**Document text**.
_ _ _ _
Choosing SOUND or SILENCE

The central heating boiler in our house pops on in the morning and makes a low, continuous hum as it warms the house. It’s always there, providing a layer of sound on which every other sense sits.

We live close to a main road, and on a rainy day there is a constant swoosh of tyres displacing water, adding another layer of sound.

We are radio lovers – and it’s a rare moment when you can’t hear the mutter of indistinct speech from some corner of the house – a third layer of ambient sound blending with the others.

But I can remember times, too warm for heating, dry enough to silence the traffic, when I was alone in the house with no radio on. Then there was nothing but nothing; an empty silence in which the mind can rest.

I can remember those times, but I can no longer visit them. Last year I was diagnosed with a tumour affecting the balance centre of my left ear. It gives me no symptoms at the moment, except that it presses on the nerves that control my hearing. As a result I have a constant noise in my head, akin to the boiler plus the traffic plus the distant radio. It’s not loud, but it’s always there. Bach’s piano sonatas are now accompanied by a low drone like a distant hoover. Every word I write, I write onto paper that already has a covering of random marks. Even my silent prayers are accompanied by a humming chorus.

It’s strange to think that the signals that create this noise don’t relate to anything in the real world outside my head. I’m not hearing anything except the interference on the line between ear and brain. This is a noise that has no value. It isn’t useful. It doesn’t offer information or remind me of danger or reassure me that someone is present. I can’t share it with you. It is the noise of my own soul.
_ _ _ _
**Exercise instructions**.
Continue the piece on sound and silence above, starting right after its last sentence.
_ _ _ _
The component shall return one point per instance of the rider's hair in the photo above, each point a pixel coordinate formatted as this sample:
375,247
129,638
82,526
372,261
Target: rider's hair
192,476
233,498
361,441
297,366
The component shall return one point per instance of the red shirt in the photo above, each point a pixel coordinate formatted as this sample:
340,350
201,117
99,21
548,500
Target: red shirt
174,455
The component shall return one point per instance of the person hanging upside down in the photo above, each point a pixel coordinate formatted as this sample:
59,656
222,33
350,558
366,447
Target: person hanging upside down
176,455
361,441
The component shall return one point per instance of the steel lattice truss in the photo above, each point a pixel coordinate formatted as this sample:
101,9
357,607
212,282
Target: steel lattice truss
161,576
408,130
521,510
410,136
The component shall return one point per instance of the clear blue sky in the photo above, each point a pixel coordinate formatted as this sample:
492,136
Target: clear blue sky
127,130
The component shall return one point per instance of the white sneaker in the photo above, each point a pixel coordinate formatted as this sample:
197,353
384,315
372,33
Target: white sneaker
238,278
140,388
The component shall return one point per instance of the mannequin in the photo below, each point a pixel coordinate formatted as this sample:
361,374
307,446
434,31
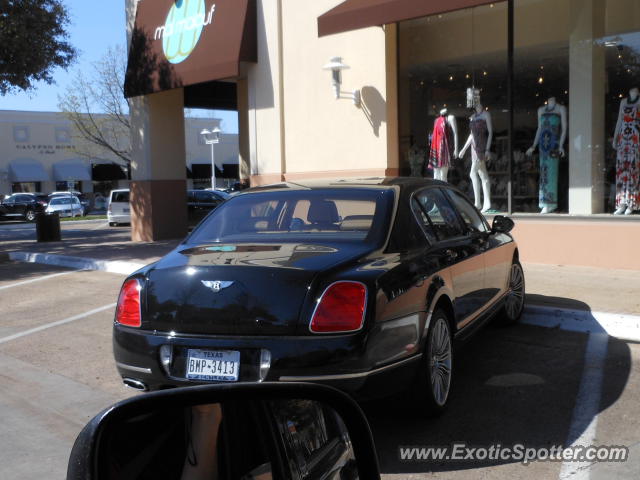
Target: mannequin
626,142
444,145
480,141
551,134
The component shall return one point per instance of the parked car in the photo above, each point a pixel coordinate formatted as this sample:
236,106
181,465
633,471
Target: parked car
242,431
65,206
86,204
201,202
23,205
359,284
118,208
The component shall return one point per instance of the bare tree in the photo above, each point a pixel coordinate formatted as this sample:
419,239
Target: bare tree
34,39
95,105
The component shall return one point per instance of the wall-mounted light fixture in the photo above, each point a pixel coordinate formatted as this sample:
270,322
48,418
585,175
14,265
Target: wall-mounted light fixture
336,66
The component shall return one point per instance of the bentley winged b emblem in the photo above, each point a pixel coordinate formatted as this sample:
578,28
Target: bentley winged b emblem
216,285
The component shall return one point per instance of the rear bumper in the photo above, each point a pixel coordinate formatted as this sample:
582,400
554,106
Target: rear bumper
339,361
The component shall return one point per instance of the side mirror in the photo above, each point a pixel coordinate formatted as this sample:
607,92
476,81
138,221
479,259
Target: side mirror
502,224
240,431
_ _ _ _
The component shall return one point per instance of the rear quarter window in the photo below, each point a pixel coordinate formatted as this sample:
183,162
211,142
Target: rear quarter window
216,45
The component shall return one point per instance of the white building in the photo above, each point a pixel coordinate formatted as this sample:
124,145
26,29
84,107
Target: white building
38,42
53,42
_ _ _ _
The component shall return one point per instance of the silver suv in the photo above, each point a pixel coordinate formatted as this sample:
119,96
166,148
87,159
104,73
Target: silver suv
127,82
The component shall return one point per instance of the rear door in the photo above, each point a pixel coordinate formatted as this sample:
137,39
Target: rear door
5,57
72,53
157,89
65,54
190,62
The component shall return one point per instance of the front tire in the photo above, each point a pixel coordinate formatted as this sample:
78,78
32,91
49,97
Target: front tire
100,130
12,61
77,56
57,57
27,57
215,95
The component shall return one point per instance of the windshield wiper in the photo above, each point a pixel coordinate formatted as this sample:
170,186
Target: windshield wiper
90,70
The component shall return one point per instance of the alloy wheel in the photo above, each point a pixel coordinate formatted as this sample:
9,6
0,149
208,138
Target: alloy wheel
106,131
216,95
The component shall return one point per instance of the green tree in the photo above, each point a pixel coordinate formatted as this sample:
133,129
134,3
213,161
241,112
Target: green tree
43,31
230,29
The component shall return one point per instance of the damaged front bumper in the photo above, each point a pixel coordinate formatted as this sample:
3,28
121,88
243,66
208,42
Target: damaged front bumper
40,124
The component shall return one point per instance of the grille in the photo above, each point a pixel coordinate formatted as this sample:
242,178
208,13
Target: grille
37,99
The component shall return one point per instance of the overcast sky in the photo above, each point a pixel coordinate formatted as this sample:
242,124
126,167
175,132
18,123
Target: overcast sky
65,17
_ _ _ _
**Exercise answer**.
There are only two ways this noise will stop. I could treat my tumour with surgery. The likelihood is that if and when I do this, the sounds will end, and so will my hearing. I have the choice of constant background noise or perpetual silence. For today I choose noise.

The other way it will end is with my death. One day my whole body will fall silent as I begin to explore new layers of sense that none of us can yet imagine. For today I choose life.

I no longer have the option to choose silence – to stand in a field of virgin snow listening to nothing, or lie very still and hold my breath and experiment with the absence of sound. So instead I choose to live in a world of noise. I notice the sound of the passing cars and their drivers, the raindrops falling on the window ledge, the reassuring radio and the hum of my computer. And I notice moment by moment the sounds of my own flawed internal circuitry, reminding me that I am alive again today – reminding me to choose life.

Andrew Graystone is a writer, radio producer and broadcaster.